**GIVEN DATA:**
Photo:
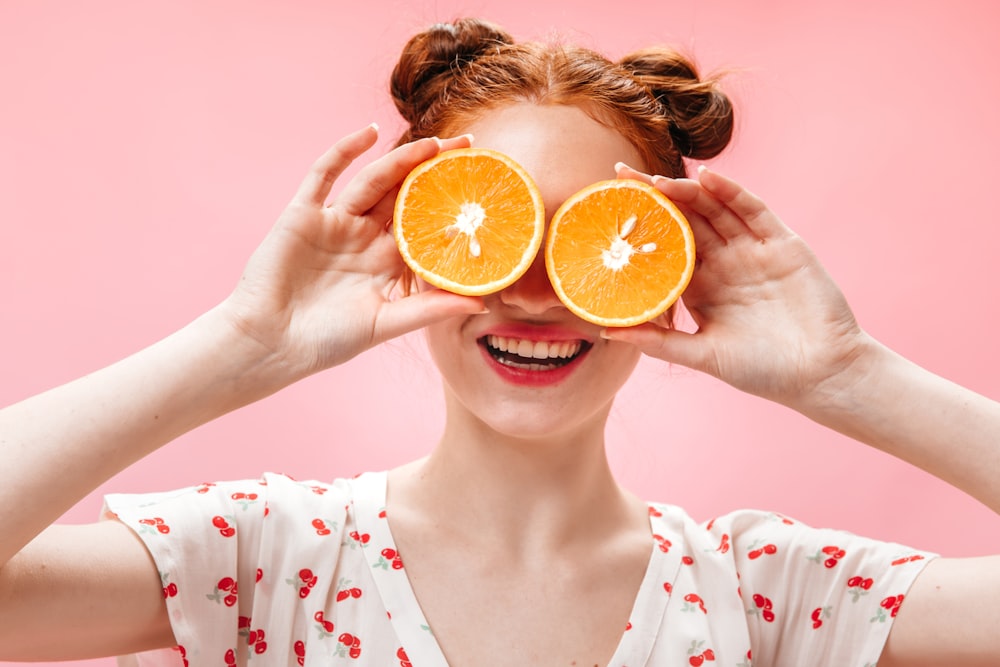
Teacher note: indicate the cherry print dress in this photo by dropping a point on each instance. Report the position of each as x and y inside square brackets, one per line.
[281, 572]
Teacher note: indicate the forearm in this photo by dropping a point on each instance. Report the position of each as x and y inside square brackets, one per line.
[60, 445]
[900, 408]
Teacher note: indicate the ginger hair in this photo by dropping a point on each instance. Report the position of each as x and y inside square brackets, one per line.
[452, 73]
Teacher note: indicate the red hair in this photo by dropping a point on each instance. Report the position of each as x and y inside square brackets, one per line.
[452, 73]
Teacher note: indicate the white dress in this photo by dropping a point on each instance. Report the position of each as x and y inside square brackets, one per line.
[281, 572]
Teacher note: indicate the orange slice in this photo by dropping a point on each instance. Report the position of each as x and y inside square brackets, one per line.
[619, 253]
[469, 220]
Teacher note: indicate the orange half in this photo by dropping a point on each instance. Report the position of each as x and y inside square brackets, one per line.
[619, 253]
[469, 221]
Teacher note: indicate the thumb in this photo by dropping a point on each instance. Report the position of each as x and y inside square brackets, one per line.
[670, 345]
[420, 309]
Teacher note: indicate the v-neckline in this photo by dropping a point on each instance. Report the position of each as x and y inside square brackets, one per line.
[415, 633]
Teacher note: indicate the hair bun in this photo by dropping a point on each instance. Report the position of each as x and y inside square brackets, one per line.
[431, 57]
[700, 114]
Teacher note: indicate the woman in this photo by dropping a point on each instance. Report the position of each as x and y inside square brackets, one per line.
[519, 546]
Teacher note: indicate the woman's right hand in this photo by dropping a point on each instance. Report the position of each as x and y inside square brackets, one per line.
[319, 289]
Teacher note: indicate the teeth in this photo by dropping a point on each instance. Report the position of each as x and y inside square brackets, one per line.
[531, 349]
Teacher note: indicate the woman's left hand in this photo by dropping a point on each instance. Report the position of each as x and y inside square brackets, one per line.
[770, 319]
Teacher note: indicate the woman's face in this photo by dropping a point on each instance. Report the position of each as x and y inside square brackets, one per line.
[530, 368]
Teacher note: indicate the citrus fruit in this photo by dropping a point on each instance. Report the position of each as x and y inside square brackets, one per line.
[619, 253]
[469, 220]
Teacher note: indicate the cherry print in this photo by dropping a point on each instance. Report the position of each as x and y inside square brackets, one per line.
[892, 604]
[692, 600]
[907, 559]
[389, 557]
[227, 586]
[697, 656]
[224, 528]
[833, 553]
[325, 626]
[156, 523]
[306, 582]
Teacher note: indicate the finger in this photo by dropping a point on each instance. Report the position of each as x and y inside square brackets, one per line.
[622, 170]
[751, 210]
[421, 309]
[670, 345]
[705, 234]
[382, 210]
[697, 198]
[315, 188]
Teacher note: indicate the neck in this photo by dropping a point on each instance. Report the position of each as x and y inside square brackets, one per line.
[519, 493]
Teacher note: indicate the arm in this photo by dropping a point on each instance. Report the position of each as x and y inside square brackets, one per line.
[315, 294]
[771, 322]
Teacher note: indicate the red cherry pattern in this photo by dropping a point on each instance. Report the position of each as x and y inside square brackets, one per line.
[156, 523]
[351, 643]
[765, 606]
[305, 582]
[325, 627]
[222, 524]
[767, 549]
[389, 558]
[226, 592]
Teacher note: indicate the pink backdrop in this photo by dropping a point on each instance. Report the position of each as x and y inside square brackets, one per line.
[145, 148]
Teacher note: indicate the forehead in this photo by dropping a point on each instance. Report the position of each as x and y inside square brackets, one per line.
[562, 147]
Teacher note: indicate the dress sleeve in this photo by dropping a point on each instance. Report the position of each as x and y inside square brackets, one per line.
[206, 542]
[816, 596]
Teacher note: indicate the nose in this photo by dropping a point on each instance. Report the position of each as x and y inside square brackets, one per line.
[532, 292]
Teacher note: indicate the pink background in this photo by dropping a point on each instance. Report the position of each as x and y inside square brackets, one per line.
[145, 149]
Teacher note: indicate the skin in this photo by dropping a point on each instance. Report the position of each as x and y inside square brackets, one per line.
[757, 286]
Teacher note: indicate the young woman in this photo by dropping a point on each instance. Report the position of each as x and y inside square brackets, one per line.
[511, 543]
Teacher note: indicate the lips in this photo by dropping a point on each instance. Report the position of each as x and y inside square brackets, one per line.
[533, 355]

**OBJECTIVE:** Repeat all of the entries word for word, but omit the pictures.

**OUTPUT OF THE TASK:**
Photo:
Teacher note: indicate the cherry print dress in this photo by dropping a point on each instance. Report the position of each as x and y inside square brackets, one per line.
[281, 572]
Teacher note: indicate the forearm in this photo by dropping a point on each instance. Report the position of each as x and y inside square brackets, one per line.
[60, 445]
[900, 408]
Teacher note: indicate the ginger hair in this photo by dropping a point on each instance. Report the position of each as x and y inside square brackets, one per line.
[452, 73]
Teacher note: indicate the red hair in this photo by dropping a point on each instance. Report the position of each as x and y inside square brackets, one per line.
[452, 73]
Teacher note: indicate the white dress in this photo by dropping a point on each instance. Report the position of each as x and y inside square brackets, one per line.
[281, 572]
Teacher note: indicate the orange slice in this photo by dropping a point on each instance. Report the position of each as x and y inside square brackets, one per line.
[619, 253]
[469, 220]
Teacher note: indicate the orange half in this photo by dropping a point on each instance. Report the position of each as x and y inside square brackets, one per line.
[619, 253]
[469, 221]
Teacher note: indicate the thumb in this photo by dropping a point on each instance. Report the position of each as x and y inside square brackets, one per line.
[670, 345]
[420, 309]
Teacher note: indicate the v-neckline in this photo by dropping a point on each instance. Report the position of each as x and y inside square brackets, one per line.
[415, 633]
Teacher note: indicate the hair bun in this photo by dropping a point on each instance. Report the position of each as x and y inside square brackets, one per line.
[431, 57]
[700, 114]
Teacher note: indicate the woman in this photo by dropping a point on each instance. Report the position of each as x and y inside square brackets, one per line.
[519, 546]
Teacher note: indicate the woman's right hand in this photo by dropping a point on each instance. Report the position of each as x and y inside square brackets, one per line.
[319, 289]
Teacher note: indicate the teeth in this photo by dropping a point on each instance. Report the position of each as x and y inside square brackets, one per line.
[531, 349]
Teacher note: indicate the woman's left hand in this photo by dropping a point on each instance. Report the position of each as x and y inside square brackets, one per line.
[770, 319]
Teacher note: indicate the woman's face in this photo by dropping a point on each instance. Report the position of each as x and y inside square brackets, one per line.
[530, 368]
Teacher note: indicate the citrus fruit in this photo by dropping a point on each instance. Report the position of each as x and y inside square brackets, one per line.
[619, 253]
[469, 220]
Teacher note: indicate the cherry print in this photo by dropping a point on each instance. Report the position of each as x and y inside square brackets, one per line.
[892, 604]
[692, 600]
[907, 559]
[389, 557]
[227, 586]
[697, 656]
[224, 528]
[833, 553]
[325, 626]
[156, 523]
[306, 582]
Teacher note: indicate the finger in this photo by dropping a point on each instance. Report the position of each as x and y inside square brackets, one per line.
[622, 170]
[751, 210]
[421, 309]
[670, 345]
[705, 234]
[382, 210]
[697, 198]
[315, 188]
Teacher note: indicate the neck in this photo by dropping a point on each instance. Report the position of each as x and y inside square brackets, one per line.
[519, 493]
Teacher note: indicate the arm in this photo by dropping a point on each instance. Report the position of each as x and y inside square brackets, one per line.
[315, 294]
[771, 322]
Teacher note: indicate the red cherry pattern in this photo by dropping a point on each instance. Report the position of each as x and y inside square brackets, one per line.
[156, 523]
[351, 643]
[765, 606]
[305, 582]
[325, 627]
[222, 524]
[767, 549]
[389, 558]
[226, 592]
Teacher note: indicate the pink backdrop in this photo by dropping a point on each instance. Report the position of each as x and y inside square brackets, one per line.
[145, 148]
Teacher note: indicate the forehead in this photo by dropping a point on each instance. Report the position of each as x and y inside square brackets, one per line.
[562, 147]
Teacher note: indicate the dress sleeve in this photo by dropping a point on each instance. Report the position of each as x and y inside square brackets, one per line.
[206, 542]
[816, 596]
Teacher note: indicate the nose in this photo by dropping a point on each instance. Report the position of each as x and y inside square brackets, one per line.
[532, 292]
Teacher note: indicate the pink background in this photo by dropping a point on each instance. Report the position of each as x and y inside square brackets, one per line.
[145, 149]
Teacher note: indicate the skin in this photo by dropping a point on each instance. Report the position of each as x and y inside square brackets, one per line.
[757, 286]
Teacher note: indicate the young woman in this photo by dropping a point on each instance. Report the position of each as x and y inside square brackets, one per line.
[511, 543]
Teacher note: indicate the lips in this photo by dropping a point on each instance. Report the position of each as x and y inside square brackets, one per line.
[533, 355]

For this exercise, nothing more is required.